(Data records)
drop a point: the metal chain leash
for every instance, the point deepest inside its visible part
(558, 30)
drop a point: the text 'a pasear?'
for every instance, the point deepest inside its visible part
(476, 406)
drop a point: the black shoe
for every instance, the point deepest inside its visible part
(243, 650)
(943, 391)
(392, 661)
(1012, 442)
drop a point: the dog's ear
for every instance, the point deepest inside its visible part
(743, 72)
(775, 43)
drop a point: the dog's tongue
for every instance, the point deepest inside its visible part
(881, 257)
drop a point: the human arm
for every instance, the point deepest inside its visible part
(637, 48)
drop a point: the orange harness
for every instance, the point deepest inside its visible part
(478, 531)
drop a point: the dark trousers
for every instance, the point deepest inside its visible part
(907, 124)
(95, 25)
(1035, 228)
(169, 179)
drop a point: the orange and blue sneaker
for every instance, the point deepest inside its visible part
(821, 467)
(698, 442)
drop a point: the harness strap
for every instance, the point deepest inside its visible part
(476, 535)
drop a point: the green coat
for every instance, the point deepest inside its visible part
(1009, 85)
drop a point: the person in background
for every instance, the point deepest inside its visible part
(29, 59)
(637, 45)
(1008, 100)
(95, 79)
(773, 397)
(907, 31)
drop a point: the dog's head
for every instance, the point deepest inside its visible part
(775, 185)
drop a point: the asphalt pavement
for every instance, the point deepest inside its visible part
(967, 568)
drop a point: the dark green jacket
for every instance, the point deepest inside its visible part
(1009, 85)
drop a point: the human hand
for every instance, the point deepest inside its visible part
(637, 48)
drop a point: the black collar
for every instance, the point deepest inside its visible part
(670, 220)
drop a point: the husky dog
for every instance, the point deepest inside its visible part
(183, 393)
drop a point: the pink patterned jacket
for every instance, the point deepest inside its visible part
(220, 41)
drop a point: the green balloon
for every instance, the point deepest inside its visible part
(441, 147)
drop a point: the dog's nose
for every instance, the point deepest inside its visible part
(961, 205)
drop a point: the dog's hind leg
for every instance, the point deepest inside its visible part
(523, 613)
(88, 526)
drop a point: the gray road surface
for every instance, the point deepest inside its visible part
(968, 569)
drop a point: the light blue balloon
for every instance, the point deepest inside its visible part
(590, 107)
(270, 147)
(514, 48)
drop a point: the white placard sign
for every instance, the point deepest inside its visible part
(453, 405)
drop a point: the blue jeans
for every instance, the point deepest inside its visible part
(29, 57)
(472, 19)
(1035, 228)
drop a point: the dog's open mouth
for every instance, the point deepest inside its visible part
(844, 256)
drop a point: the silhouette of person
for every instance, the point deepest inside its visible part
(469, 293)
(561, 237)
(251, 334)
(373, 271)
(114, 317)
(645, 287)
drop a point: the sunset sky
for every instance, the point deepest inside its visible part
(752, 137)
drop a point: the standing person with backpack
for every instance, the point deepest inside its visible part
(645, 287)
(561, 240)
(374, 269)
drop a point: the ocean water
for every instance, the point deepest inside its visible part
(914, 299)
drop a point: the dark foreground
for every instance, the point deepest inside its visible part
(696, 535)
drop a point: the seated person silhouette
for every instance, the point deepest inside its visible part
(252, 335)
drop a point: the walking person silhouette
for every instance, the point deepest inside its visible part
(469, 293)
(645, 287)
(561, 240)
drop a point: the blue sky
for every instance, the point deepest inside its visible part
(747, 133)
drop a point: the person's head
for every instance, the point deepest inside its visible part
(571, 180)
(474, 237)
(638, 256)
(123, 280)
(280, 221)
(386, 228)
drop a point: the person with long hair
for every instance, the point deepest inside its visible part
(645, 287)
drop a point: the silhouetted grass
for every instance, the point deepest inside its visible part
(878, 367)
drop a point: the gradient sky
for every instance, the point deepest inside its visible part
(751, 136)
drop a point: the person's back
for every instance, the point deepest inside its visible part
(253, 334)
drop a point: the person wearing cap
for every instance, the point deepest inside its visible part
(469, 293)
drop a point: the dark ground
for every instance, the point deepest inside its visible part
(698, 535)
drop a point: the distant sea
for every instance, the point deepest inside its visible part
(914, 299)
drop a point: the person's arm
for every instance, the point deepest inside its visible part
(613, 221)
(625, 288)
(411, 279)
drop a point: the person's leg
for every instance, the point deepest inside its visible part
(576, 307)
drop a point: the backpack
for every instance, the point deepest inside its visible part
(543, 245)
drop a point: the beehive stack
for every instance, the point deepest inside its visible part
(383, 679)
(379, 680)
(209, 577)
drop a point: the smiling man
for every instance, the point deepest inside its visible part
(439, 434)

**Work to complete:** Format all of the data above as a two-column CSV with the columns input and output. Give one row for each text-and-answer pair, and put each field in quotes with its line breaks replaced by spaces.

**Answer for this exercise:**
input,output
"drop a point: the metal chain leash for every instance, the point deepest inside its visible part","(558, 30)"
"drop a point: the text 'a pasear?' for every instance, the point deepest inside its visible part","(476, 406)"
"drop a point: the black shoe for every instance, the point deepest inside its visible part","(243, 650) (943, 391) (392, 661) (1012, 442)"
"drop a point: the dog's ear for every instance, the point deepest inside its visible part","(743, 72) (775, 43)"
"drop a point: the dog's tongue for every instance, the point deepest inside its visible part","(881, 257)"
"drop a point: the human arm for every instance, the point deepest inside its visible part","(637, 48)"
"drop a point: the orange harness for every instance, the point deepest inside its visible part","(478, 531)"
"drop a point: the dark trousers for every instance, the point deepest inside its visible part","(907, 124) (95, 25) (1035, 228) (169, 179)"
"drop a point: the orange and blue sneaker for every instance, the point deepest inside its visible part","(821, 467) (698, 442)"
"drop a point: the harness strap for every instance, the point deepest inside its visible part","(476, 535)"
"drop a point: the green coat for every instance, the point deepest inside its visible part","(1009, 85)"
"drop a point: the person in background for every instance, the point deepest inside its visible part","(29, 59) (637, 45) (1008, 100) (95, 79) (773, 397) (907, 31)"
"drop a point: the dog's head for every instance, the point deepest inside its visible part","(775, 185)"
"drop a point: the asphalt pavement for every instance, the point deepest inside its visible part","(967, 568)"
"drop a point: the dark green jacket for every instance, the point deepest inside its visible part","(1009, 85)"
"drop a point: the human hand for every instance, the point deepest inside its visible part","(637, 48)"
"drop a point: the black collar for every instance, the point deepest inside its visible part","(670, 220)"
"drop a point: the husky dog for every instance, the point deepest inside its visible part","(183, 393)"
"drop a point: the pink patterned jacket for every instance, the point deepest inside its visible part","(220, 41)"
"drop a point: the green balloon for every instance, the point deepest inside its visible part","(441, 147)"
"drop a point: the dog's nose for every instance, the point deepest inside its visible part","(961, 205)"
"drop a point: the dog's hind leg for every instance, the point deepest inside its visible part","(523, 613) (88, 526)"
"drop a point: the gray road surface for every instance, the point deepest inside its visible part","(968, 569)"
"drop a point: the light blue balloon for every instance, the point deepest inside its visible part","(590, 107) (270, 147) (514, 48)"
"drop a point: the white placard sign for every instance, the point deepest inside its visible part","(453, 405)"
"drop a point: the blue jeans for every instance, the point deepest inside its visible part","(29, 57) (472, 19) (1035, 228)"
"drop a point: the dog's open mouth for every instance, the point deepest inside its visible part","(844, 256)"
"drop a point: the silhouette of person for every instance, the point deepest inside its visible part","(469, 293) (561, 237) (251, 334) (373, 271) (114, 317) (645, 287)"
"drop a point: the sunset sky for every instance, the point deepest inside its visible part","(752, 137)"
"drop a point: the standing person with backpack for every instance, the point deepest inside its visible part","(645, 287) (561, 240) (374, 269)"
"drop a point: the ocean water for every instance, the point deepest inside its visible part","(914, 299)"
"drop a point: the dark foreground for every instance, the point deepest inside its visible part","(696, 535)"
"drop a point: the seated person silhouette for every instance, the point deepest inside its visible part","(252, 335)"
"drop a point: the walking person silhouette for every instance, the point deepest inside its visible part","(469, 293) (645, 287) (561, 240)"
"drop a point: the blue sky for every instance, the point deepest inside its visible part","(747, 133)"
"drop a point: the person's head for every instance, the point deepest inside its visible part","(571, 180) (474, 237) (638, 256) (123, 280) (280, 221) (386, 228)"
"drop a point: the person with long hair for every instance, the point deepest inside its visible part","(645, 287)"
"drop a point: the silhouetted grass for every instance, the point deepest inside its visible part","(878, 367)"
"drop a point: the gradient sky for every instance, the point deepest inside its visible part","(751, 136)"
"drop a point: the person's back for every instance, the point deepest inside its visible part","(253, 334)"
"drop a point: the person wearing cap for every instance, the point deepest inside its visible part","(469, 293)"
"drop a point: the dark ground for every instance, the point deepest inside its visible part","(698, 535)"
"drop a point: the distant sea for every instance, the point deepest inside its visible part","(914, 299)"
"drop a point: the person's arm for every instance, the point deepest inside its visible part","(613, 221) (625, 288) (411, 279)"
"drop a point: the person's leg for every instance, the point deepest inside its visible part","(576, 307)"
"drop a point: the backpack for every instance, the point deepest inside its visible part","(543, 245)"
"drop a point: the beehive stack for every instance, the point deepest inside its visible part","(383, 679) (379, 680) (209, 577)"
"drop a point: the smiling man for every instance, the point deepest inside its visible part","(439, 434)"